Direction: Copy the records below again, from the line that contains "Study the picture above. For each instance of the metal" through the end of the records, with both ends included and every line kept, the lines that ask for points too. Raise each coordinate in the answers by 28 and leave all other numbers unchanged.

The data:
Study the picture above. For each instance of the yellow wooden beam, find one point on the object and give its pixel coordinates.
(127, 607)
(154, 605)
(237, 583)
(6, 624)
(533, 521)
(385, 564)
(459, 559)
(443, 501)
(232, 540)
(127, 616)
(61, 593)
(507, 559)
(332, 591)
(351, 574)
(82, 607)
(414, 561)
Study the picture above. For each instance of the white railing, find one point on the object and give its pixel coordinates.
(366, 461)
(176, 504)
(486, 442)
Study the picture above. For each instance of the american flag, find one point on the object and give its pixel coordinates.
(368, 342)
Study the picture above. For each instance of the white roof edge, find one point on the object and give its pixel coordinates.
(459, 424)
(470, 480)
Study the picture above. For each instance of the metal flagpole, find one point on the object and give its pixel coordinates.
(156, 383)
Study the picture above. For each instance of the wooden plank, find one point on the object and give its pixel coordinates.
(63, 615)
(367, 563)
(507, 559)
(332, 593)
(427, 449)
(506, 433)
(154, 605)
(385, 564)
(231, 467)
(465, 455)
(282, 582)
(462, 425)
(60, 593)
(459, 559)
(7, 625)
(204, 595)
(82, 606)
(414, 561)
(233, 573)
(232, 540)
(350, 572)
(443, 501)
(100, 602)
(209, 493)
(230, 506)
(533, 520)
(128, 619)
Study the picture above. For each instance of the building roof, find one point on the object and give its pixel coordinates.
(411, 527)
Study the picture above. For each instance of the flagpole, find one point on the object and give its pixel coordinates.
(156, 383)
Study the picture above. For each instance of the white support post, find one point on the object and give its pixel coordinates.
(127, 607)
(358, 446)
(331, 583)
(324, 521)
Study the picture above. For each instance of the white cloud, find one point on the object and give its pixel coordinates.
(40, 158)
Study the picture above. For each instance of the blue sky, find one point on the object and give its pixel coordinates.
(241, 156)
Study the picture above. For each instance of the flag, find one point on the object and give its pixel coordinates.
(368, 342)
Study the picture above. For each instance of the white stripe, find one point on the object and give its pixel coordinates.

Written answer:
Study the picture above. For each instance of the metal flagpole, find one point on the object and give its pixel coordinates.
(184, 411)
Study the picture above. For each instance of the wooden plank, find one point on the object and give its pixel coordinates.
(91, 643)
(395, 591)
(535, 587)
(360, 621)
(455, 477)
(534, 461)
(182, 633)
(413, 592)
(259, 495)
(493, 483)
(310, 610)
(490, 453)
(88, 621)
(487, 587)
(35, 653)
(232, 623)
(110, 634)
(442, 589)
(261, 601)
(260, 568)
(378, 600)
(471, 529)
(128, 630)
(237, 521)
(258, 534)
(561, 548)
(156, 647)
Study the picture above. For each instance of the building roof, find one point on the object and give its pixel coordinates.
(439, 555)
Study the picture above. For each instance of the flagpole, find one point on the object and give its pixel coordinates.
(184, 411)
Study the picture above. For each instance of the white support post, find one point on the object and give its pixel coordinates.
(155, 635)
(386, 474)
(359, 611)
(352, 549)
Study the picture above. For each instance of the white cloud, find one point on the object and give its pixel coordinates.
(68, 186)
Study the picture above. For each instance of the blue sky, find one point on the object and give its pixel coordinates.
(269, 184)
Study the picture above. For each instance of the flag, find one point on the object and give its pixel coordinates.
(396, 370)
Study the picture above. For each instance of the white stripe, find one point on the object and give its pixel coordinates.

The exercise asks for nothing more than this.